Stated exercise 1
Please explain, in one to three sentences, why Gavino boarded the M/V Pavlodar, according to the Far Eastern Shipping Company case summary.
Stated exercise 2
Resume the Far Eastern Shipping Company case summary after its final sentence.

Passage provided
Far Eastern Shipping Company Vs
Far Eastern Shipping Company Vs
Far Eastern Shipping Company Vs
FACTS:
M/V PAVLODAR, owned and operated by the Far Eastern Shipping Company (FESC), arrived at the Port of Manila
and was assigned Berth 4 of the Manila International Port, as its berthing space. Gavino, who was assigned by the
Appellant Manila Pilots’ Association to conduct the docking maneuvers for the safe berthing, boarded the vessel at
the quarantine anchorage and stationed himself in the bridge, with the master of the vessel, Victor Kavankov, beside
him. After a briefing of Gavino by Kavankov of the particulars of the vessel and its cargo, the vessel lifted anchor
from the quarantine anchorage and proceeded to the Manila International Port. The sea was calm and the wind was
ideal for docking maneuvers. When the vessel reached the landmark, one-half mile from the pier, Gavino ordered the
engine stopped. When the vessel was already about 2,000 feet from the pier, Gavino ordered the anchor dropped.

Listing
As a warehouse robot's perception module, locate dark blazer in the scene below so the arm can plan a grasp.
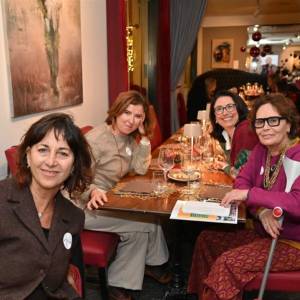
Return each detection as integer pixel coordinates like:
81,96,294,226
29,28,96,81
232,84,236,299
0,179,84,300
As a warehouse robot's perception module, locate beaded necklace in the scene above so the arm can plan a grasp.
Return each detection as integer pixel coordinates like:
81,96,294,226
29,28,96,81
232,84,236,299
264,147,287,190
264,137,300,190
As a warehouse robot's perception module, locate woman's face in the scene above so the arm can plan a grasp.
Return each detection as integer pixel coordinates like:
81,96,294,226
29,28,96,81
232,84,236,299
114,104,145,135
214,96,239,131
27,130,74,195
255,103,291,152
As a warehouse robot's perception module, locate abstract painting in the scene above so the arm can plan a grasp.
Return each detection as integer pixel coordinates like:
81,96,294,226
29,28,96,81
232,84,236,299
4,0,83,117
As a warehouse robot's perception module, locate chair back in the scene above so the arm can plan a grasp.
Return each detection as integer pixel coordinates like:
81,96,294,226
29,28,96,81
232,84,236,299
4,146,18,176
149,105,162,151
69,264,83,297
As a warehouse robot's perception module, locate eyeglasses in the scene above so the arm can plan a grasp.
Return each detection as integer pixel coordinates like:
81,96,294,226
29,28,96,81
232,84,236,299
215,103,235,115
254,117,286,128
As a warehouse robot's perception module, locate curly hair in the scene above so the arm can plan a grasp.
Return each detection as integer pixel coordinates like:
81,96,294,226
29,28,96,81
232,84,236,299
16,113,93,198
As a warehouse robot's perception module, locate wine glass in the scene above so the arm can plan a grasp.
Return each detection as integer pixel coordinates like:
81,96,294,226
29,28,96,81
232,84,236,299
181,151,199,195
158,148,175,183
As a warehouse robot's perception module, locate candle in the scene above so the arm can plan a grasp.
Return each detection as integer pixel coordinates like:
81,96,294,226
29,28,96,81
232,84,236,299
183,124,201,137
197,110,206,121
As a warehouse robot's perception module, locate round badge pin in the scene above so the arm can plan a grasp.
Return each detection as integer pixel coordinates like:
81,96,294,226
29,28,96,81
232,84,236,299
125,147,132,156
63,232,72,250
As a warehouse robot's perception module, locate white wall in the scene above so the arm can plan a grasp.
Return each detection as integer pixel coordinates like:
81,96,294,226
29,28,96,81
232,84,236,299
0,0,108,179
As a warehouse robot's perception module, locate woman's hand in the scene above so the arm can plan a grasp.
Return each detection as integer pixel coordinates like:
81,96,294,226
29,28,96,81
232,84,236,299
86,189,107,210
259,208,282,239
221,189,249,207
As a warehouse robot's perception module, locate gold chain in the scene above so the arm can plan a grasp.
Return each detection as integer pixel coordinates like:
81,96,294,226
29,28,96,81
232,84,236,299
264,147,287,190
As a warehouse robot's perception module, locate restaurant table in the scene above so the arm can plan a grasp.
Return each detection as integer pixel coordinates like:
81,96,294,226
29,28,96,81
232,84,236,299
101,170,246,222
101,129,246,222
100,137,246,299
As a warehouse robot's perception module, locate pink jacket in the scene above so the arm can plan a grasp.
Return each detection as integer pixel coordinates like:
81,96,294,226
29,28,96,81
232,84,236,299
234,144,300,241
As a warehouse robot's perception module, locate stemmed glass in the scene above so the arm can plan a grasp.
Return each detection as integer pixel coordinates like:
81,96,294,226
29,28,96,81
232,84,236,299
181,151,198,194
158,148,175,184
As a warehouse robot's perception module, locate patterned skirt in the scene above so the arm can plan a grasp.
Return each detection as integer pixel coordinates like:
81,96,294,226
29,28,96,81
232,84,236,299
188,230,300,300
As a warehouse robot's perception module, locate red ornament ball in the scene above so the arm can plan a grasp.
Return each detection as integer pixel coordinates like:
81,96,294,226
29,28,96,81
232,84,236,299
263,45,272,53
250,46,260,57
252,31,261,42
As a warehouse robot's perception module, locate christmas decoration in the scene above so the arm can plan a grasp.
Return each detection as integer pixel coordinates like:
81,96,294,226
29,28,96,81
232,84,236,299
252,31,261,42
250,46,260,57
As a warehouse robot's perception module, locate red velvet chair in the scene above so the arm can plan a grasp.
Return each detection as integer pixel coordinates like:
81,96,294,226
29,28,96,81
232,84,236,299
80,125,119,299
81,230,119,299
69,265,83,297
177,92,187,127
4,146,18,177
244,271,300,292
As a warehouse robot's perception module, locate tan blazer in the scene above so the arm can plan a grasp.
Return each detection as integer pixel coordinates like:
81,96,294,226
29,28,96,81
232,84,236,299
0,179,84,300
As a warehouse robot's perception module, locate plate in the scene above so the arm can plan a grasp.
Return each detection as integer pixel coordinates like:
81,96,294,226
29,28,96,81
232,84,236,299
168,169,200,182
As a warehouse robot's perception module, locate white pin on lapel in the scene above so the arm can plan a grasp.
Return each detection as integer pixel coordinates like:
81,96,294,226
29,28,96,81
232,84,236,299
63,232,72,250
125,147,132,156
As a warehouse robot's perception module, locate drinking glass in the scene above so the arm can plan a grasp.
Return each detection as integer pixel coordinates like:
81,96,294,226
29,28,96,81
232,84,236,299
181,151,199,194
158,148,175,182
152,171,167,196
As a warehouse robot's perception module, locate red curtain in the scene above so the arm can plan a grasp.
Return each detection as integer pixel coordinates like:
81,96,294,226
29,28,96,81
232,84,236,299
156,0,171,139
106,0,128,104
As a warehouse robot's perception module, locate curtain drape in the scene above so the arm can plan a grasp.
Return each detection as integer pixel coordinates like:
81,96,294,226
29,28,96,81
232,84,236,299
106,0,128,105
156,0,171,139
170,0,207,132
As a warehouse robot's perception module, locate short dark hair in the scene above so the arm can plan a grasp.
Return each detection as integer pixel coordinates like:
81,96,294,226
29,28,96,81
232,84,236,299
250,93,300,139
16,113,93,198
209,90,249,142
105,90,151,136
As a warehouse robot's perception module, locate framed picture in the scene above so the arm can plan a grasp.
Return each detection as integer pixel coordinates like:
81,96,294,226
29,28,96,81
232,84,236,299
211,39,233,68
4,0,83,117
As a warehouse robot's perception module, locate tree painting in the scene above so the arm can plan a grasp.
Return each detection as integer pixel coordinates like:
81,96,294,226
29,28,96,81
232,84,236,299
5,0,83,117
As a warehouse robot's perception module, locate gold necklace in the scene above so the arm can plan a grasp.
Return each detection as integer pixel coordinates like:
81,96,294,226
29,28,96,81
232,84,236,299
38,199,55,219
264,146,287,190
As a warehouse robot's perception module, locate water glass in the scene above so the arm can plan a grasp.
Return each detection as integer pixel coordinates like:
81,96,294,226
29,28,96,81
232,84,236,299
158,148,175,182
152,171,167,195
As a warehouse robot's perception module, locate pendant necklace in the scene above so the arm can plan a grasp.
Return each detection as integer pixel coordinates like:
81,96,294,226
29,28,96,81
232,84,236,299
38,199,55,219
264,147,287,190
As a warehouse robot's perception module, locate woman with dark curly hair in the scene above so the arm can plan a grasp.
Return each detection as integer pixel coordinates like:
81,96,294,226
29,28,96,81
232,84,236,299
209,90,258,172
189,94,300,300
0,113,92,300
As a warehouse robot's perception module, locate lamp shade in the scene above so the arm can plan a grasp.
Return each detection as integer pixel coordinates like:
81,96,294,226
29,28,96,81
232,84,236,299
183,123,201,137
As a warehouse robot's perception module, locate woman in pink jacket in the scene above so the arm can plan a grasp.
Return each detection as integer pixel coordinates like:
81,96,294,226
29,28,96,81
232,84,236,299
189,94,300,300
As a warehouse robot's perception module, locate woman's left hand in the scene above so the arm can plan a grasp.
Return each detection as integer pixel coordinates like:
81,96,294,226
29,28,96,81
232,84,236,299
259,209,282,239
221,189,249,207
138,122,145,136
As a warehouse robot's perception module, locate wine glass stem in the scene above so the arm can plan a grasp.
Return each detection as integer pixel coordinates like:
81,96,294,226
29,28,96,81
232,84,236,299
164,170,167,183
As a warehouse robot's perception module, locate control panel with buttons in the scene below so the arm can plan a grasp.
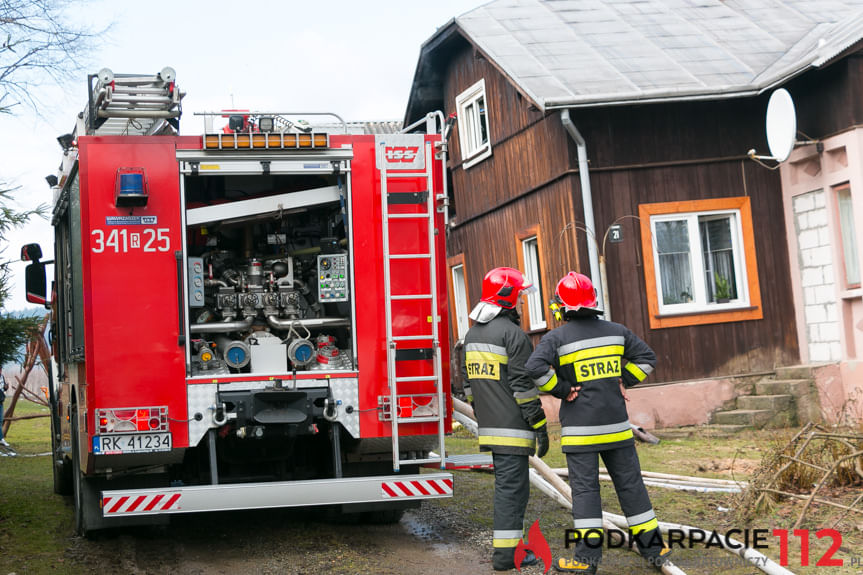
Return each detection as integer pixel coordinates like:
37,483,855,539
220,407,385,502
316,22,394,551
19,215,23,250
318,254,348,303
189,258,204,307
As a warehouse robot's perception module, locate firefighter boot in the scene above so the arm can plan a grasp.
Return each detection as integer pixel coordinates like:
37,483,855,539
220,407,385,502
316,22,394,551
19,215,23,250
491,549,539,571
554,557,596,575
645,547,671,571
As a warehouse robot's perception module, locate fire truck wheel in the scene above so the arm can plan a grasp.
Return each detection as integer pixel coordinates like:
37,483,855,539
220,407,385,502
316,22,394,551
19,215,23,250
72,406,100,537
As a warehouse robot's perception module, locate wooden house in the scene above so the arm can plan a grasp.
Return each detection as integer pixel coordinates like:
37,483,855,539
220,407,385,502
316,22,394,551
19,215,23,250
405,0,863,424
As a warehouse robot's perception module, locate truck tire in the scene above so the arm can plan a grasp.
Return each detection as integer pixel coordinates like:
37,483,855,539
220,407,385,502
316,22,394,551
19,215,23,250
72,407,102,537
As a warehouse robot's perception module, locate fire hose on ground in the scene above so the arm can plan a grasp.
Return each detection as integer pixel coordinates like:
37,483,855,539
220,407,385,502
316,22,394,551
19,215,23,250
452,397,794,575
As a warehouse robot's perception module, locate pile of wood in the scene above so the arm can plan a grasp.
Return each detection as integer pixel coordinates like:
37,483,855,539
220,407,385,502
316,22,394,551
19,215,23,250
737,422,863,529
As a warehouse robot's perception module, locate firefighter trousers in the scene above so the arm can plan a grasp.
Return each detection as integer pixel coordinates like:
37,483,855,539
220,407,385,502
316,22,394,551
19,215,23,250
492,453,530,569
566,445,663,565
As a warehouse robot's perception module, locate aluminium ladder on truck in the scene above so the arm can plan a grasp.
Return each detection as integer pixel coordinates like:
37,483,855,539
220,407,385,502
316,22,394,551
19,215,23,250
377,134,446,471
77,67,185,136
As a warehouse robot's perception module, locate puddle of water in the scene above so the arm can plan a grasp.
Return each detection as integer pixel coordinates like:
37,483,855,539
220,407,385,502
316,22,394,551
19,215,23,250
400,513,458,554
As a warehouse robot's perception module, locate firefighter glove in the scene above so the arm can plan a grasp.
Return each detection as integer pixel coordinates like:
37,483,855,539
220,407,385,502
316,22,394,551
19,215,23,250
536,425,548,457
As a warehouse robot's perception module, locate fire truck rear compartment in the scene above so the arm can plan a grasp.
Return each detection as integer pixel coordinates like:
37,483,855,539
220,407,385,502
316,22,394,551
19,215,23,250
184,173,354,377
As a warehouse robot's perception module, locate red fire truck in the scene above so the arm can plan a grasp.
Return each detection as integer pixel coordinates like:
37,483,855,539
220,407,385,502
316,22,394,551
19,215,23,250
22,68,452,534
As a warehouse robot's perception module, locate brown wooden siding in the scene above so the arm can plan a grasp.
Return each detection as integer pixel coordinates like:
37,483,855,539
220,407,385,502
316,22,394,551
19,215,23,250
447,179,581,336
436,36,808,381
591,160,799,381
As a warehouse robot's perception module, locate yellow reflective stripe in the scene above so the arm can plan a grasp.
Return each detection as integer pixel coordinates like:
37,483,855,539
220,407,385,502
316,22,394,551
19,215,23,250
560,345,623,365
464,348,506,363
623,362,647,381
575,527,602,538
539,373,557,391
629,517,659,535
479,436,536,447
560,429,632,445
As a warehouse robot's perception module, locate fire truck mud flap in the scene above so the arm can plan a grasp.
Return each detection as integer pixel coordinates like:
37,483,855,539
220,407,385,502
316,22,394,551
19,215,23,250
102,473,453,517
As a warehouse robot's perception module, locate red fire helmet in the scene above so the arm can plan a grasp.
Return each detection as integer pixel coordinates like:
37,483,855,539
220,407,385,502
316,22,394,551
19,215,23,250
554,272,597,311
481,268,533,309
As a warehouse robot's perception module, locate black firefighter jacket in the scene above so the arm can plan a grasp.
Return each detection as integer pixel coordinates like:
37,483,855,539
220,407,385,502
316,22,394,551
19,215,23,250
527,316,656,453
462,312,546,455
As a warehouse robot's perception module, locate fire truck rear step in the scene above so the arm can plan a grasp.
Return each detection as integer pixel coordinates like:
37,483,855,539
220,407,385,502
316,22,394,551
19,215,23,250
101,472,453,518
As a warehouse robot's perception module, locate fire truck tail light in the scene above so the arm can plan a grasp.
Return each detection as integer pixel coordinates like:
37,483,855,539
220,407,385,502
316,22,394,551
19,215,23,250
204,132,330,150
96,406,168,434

Final result 1
Gavino boarded the vessel because the Manila Pilots’ Association had assigned him to conduct the docking maneuvers for its safe berthing at Berth 4 of the Manila International Port.

Final result 2
Kavankov relayed the orders to the crew of the vessel on the bow. The left anchor, with two (2) shackles, were
dropped. However, the anchor did not take hold as expected. The speed of the vessel did not slacken. A commotion
ensued between the crew members. After Gavino noticed that the anchor did not take hold, he ordered the engines
half-astern. Abellana, who was then on the pier apron, noticed that the vessel was approaching the pier fast.
Kavankov likewise noticed that the anchor did not take hold. Gavino thereafter gave the “full-astern” code. Before
the right anchor and additional shackles could be dropped, the bow of the vessel rammed into the apron of the pier
causing considerable damage to the pier as well as the vessel.
ISSUES:
(1) Is the pilot of a commercial vessel, under compulsory pilotage, solely liable for the damage caused by the vessel
to the pier, at the port of destination, for his negligence?;
(2) Would the owner of the vessel be liable likewise if the damage is caused by the concurrent negligence of the
master of the vessel and the pilot under a compulsory pilotage?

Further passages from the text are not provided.